ACTIVITY: Write the entries out again. Each one must match exactly.

□ □ □ □ □

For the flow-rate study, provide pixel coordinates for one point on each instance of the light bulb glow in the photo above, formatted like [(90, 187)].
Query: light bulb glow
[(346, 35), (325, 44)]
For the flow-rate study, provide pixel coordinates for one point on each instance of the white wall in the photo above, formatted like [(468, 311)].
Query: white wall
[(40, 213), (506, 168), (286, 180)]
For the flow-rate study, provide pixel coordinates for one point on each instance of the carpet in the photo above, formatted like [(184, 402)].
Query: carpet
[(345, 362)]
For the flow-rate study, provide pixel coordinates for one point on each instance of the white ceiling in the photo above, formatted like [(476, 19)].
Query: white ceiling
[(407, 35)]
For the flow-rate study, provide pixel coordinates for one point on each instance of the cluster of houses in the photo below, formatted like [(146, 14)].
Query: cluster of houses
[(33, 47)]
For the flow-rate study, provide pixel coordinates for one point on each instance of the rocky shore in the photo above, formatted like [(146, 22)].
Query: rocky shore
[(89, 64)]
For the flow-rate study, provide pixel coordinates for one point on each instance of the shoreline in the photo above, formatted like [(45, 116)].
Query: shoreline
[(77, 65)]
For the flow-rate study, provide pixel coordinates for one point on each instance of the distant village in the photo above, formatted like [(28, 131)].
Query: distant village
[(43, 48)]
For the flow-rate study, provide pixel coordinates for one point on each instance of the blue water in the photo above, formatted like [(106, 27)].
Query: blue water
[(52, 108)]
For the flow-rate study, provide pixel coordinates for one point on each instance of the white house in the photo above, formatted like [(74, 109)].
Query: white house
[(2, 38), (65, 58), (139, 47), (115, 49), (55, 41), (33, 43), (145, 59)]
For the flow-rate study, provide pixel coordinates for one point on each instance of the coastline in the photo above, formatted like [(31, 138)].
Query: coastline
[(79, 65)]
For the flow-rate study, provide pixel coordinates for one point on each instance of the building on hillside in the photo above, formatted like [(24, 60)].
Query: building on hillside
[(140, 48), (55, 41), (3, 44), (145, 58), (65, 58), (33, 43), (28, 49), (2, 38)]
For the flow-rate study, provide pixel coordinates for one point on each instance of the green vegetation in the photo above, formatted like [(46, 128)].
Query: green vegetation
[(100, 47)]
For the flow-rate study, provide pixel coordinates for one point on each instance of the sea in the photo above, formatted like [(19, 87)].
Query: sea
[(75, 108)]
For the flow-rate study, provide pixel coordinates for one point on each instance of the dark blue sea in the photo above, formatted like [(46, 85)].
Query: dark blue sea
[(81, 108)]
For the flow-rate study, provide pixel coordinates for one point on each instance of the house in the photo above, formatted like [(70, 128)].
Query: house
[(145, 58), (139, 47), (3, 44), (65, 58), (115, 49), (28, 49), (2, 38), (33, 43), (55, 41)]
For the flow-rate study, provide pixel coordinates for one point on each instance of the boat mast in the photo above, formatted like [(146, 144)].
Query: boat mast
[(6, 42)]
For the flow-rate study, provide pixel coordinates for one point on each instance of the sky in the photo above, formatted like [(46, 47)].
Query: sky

□ □ □ □ □

COMPLETED TASK:
For the flow-rate study, provide pixel coordinates for one point on each instance of the light bulb glow in the photo above, formatted like [(90, 187)].
Query: light bulb glow
[(346, 35), (325, 44)]
For the flow-rate study, provide pixel coordinates for one point on each instance of the white wall in the photo above, formatted like [(468, 311)].
Query: white wall
[(40, 213), (506, 168), (286, 180)]
For the flow-rate study, provide pixel coordinates for one point on each instance of the carpet in the photo above, formatted like [(184, 402)].
Query: carpet
[(345, 362)]
For the flow-rate study, provide pixel coordinates for one point on each instance of the white ceiling in the photo above, formatted like [(476, 19)].
Query: white ceiling
[(407, 35)]
For the flow-rate study, provide pixel coordinates for one point on each instance of the cluster of houses in the photo below, formatted like [(146, 14)].
Query: cluster of houses
[(33, 47)]
For the flow-rate study, provide pixel coordinates for one point on each instance of the rocky shore in the photo above, formatted like [(146, 22)].
Query: rocky shore
[(89, 64)]
For the flow-rate study, provide pixel coordinates for one point on each instance of the shoreline in the photo above, formatted like [(45, 116)].
Query: shoreline
[(77, 65)]
For the flow-rate study, provide pixel coordinates for one point on each instance of the distant village in the photo above, formatted like [(28, 131)].
Query: distant village
[(43, 48)]
For the flow-rate study, provide pixel coordinates for one point on each instance of the blue water in the photo above, formatted like [(106, 27)].
Query: blue water
[(52, 108)]
For the flow-rate study, provide pixel coordinates for one point on each instance of the white house in the photo above, formatted like [(74, 109)].
Query: white house
[(2, 38), (65, 58), (139, 47), (115, 49), (55, 41), (33, 43), (145, 59)]
For the flow-rate study, provide pixel coordinates for one point on each instance of the coastline in the photo above, formatted like [(31, 138)].
Query: coastline
[(79, 65)]
For the flow-rate study, provide pixel coordinates for one point on each instance of the building on hillside in the photo above, formatted like [(24, 60)].
Query: building on hillside
[(140, 48), (55, 41), (3, 44), (145, 58), (65, 58), (33, 43), (28, 49), (2, 38)]
For the flow-rate study, provide pixel coordinates for one point on each instance of the green vegetation in the photo above, formatted like [(46, 128)].
Query: green vegetation
[(100, 47)]
For the flow-rate study, provide pixel coordinates for one point on each instance of the sea in the photo above, formatted like [(19, 87)].
Query: sea
[(75, 108)]
For the flow-rate study, provide pixel coordinates for one point on each instance of the dark blue sea in the photo above, formatted like [(46, 85)].
Query: dark blue sea
[(81, 108)]
For the flow-rate study, provide pixel coordinates for one point on each instance of the house in the photo above, formatted like [(70, 128)].
Query: house
[(145, 58), (139, 47), (3, 44), (65, 58), (115, 49), (28, 49), (2, 38), (33, 43), (55, 41)]
For the flow-rate study, provide pixel coordinates for one point on each instance of the boat mast in the photo above, formatted like [(146, 144)].
Query: boat mast
[(6, 42)]
For the flow-rate study, provide pixel coordinates for one point on each instance of the sky in the photo above, formatted like [(46, 47)].
Query: sky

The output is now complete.